» Page extract
— start —

Glass shattered and train employees fled the locomotive to the caboose as a shirtless man wielding an AK-47 entered a car with hundreds of passengers.

What was supposed to be a relaxing train ride from Amsterdam to Paris for three childhood friends from Sacramento on Aug. 21, 2015 turned out the opposite.

The trio from Sacramento, Spencer Stone, Alek Skarlatos and Anthony Sadler, jumped into action to stop the terrorist attack. Skarlatos, who was already awake and observing the scene, watched from behind his seat as Stone awoke from a nap, jumped into action and run full speed at the terrorist, Ayoub El Khazzani. Skarlatos followed.

“When you’re in a moment like that, the adrenaline dump is so much that it literally is like a movie, time really slows down,” Stone told The Sacramento Bee. “I felt like my brain was working at full capacity. I ran through a couple options in my head just looking at him for a second.”

Stone and Skarlatos, who had military experience in the United States Air Force and Army, respectively, along with Sadler eventually subdued Khazzani and knocked him unconscious due after a choke hold from Stone and repeated headshots with the muzzle of the AK-47 from Skarlatos.

Within a matter of minutes, the trio of friends from Sacramento went from tourists to international heroes for stopping an attempted terrorist attack.

Related: 3 Americans who foiled Paris train attack awarded French citizenship

However, the trio were not the only heroes that day, as Mark Moogalian, an American-born Frenchman, was the second passenger to intervene as he attempted to wrestle the rifle from Khazzani and sustained a non-fatal gunshot wound to the neck from a pistol.

“As time has gone on and I’ve been able to evaluate the situation over and over and over again, to me Mark is the number one guy in my eyes,” Stone explained. “He was always portrayed as the guy who got shot. In reality, he was one of the first guys to engage with the terrorist. He set us up to do something.”

With his military experience, Stone was later able to save Moogalian’s life by sticking his fingers in his wound until they reached the next train station.

“If Mark hadn’t done what he did, two things. One, we wouldn’t have been in the position to do something, nor would we have known something was happening,” Stone said. “Two, he took the bullet for me because when the terrorist tried to shoot me with the pistol he had, it was empty. Those two things right there, Mark saved my life and everyone else’s life first and foremost and I just kinda repaid him the favor”

Stone, Skarlatos and Sadler were later honored by French President François Hollande and United States President Barack Obama with the Legion of Honour and Secretary of Defense Medal for Valor, respectively.

— end —

Extracted data entries:
— start —

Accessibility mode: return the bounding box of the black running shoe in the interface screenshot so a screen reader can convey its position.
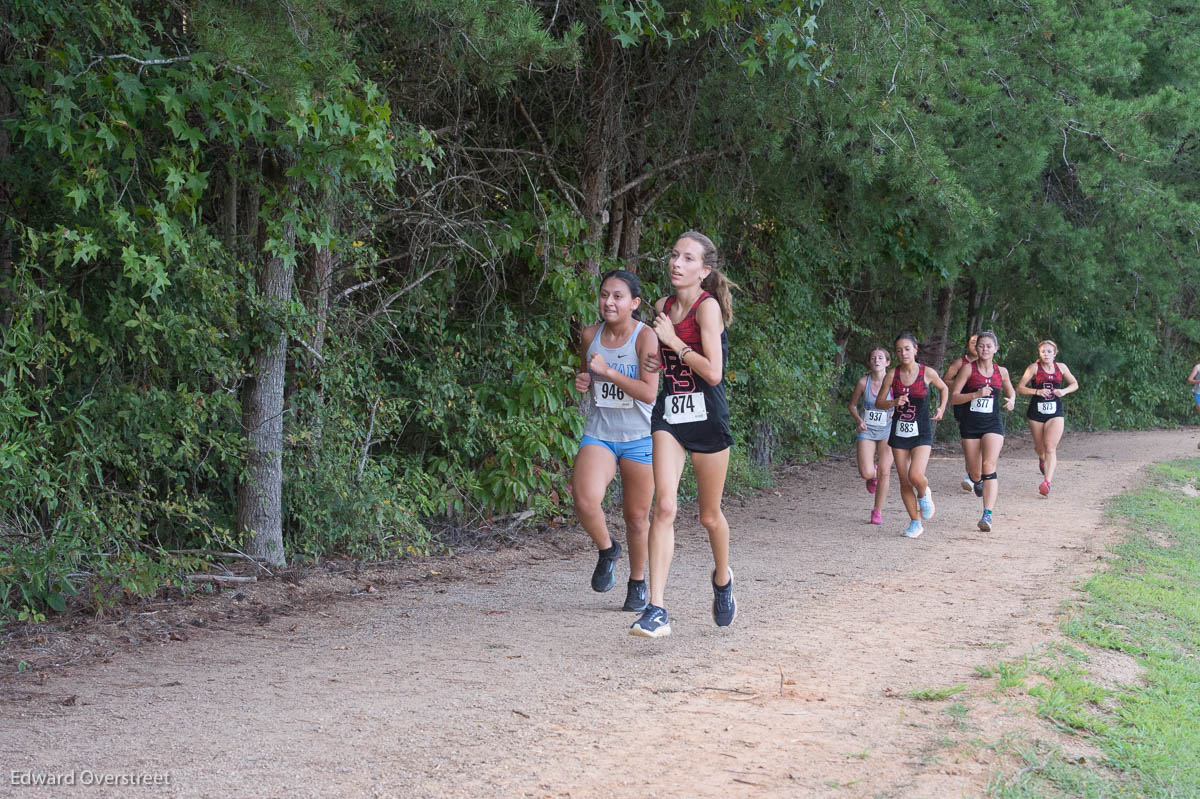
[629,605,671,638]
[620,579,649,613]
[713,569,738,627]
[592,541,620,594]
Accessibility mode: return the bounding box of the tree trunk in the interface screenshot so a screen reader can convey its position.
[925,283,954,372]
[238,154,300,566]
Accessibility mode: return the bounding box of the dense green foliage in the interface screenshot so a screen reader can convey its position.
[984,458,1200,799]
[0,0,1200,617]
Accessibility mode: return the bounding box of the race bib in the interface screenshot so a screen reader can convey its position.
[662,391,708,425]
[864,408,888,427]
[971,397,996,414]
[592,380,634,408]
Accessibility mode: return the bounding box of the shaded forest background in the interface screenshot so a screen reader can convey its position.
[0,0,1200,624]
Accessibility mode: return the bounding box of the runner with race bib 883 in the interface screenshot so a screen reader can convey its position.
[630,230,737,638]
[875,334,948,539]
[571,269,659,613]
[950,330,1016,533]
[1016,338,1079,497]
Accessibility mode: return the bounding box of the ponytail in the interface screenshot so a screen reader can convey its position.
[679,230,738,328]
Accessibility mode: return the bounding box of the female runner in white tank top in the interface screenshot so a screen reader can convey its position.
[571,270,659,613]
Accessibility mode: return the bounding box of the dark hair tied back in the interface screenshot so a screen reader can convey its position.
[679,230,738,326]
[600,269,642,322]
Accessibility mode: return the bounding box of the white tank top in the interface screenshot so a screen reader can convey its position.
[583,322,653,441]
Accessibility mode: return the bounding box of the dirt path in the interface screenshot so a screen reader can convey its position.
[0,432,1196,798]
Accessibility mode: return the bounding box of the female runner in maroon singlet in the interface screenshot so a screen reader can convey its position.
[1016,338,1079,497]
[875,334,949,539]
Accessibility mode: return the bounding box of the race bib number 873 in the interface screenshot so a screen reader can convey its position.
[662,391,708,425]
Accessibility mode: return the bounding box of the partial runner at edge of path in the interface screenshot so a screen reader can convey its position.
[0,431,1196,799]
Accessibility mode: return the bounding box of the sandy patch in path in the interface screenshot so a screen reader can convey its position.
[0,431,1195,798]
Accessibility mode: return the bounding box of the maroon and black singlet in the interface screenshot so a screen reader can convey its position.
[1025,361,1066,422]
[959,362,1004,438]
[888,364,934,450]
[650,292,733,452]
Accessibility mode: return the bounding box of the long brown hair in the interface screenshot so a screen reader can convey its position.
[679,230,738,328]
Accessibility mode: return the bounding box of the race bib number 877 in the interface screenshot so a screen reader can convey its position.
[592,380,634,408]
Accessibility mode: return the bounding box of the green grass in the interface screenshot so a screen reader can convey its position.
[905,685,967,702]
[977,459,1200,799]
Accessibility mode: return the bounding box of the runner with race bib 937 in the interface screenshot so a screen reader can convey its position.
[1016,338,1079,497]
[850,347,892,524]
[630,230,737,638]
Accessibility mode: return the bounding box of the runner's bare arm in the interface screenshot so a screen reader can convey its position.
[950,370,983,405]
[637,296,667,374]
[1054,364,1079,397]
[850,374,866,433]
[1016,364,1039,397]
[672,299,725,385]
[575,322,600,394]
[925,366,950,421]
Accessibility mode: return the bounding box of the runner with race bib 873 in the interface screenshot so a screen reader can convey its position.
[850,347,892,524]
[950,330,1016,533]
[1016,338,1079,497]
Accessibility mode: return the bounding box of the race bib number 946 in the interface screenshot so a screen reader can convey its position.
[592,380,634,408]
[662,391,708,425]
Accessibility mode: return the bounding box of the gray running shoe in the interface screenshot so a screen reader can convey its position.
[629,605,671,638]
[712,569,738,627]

— end —

» What you will do
A. Can you duplicate the passage of the train attack article word for word, starting at "Stone and Skarlatos, who" and ending at "attempted terrorist attack."?
B. How would you finish out the next part of the article about the foiled train attack, picking up after its final sentence?
These lines have no connection to the account of the 2015 train attack.

» Answers provided
A.
Stone and Skarlatos, who had military experience in the United States Air Force and Army, respectively, along with Sadler eventually subdued Khazzani and knocked him unconscious due after a choke hold from Stone and repeated headshots with the muzzle of the AK-47 from Skarlatos.

Within a matter of minutes, the trio of friends from Sacramento went from tourists to international heroes for stopping an attempted terrorist attack.

B.
“It was really a huge honor,” Skarlatos said. “We didn’t really realize what was going on or how big of a deal it was at the time when it came to getting the Legion of Honour. I was aware that it was a big deal, I just didn’t know what scope exactly.

“We were honestly at that time thinking a little bit more about just how lucky we were to be alive. We were kind of in our own world and didn’t realize what a big deal it had already become, we were just happy to be alive and back together.”

Following their heroic efforts, an autobiography was released in 2016 and later a movie was made about the three childhood friends, titled The 15:17 to Paris. The movie was directed and produced by Clint Eastwood, who casted the trio to play themselves and make their big screen debuts in 2018.

“It was the coolest experience ever,” Skarlatos said. “It was such a unique experience. Not only did this crazy thing happen to us and we survived, but then all three of us get to play ourselves in a movie and it’s directed by Clint Eastwood, you can’t even make that stuff up.

“We wanted it to be very accurate and he was very accommodating to our desires and not Hollywood-ed up or fake. So much so that he asked us to play ourselves, which I thought was very unusual. Whether or not you think our acting was any good, at the very least, it was very authentic to how we treat each other and what actually happened on the train.”

In the years since, the trio have returned to a new version of their “normal” lives and things have settled down, including Sadler graduating from Sacramento State with a degree in kinesiology in 2017.

Skarlatos got out of the military in 2017 and did some public speaking, which led to him getting interested in politics. He is running as a Republican for Congress in southwestern Oregon.

Sadler works as a financial planner at Northwestern Mutual and auditions on the side, as he still wants to pursue acting. Stone is starting school online in the fall at City College of San Francisco pursuing a degree in philosophy. The trio is miles, and years, away from that fateful train to Paris. And just like the rest of us, they’re still trying to figure out what’s next.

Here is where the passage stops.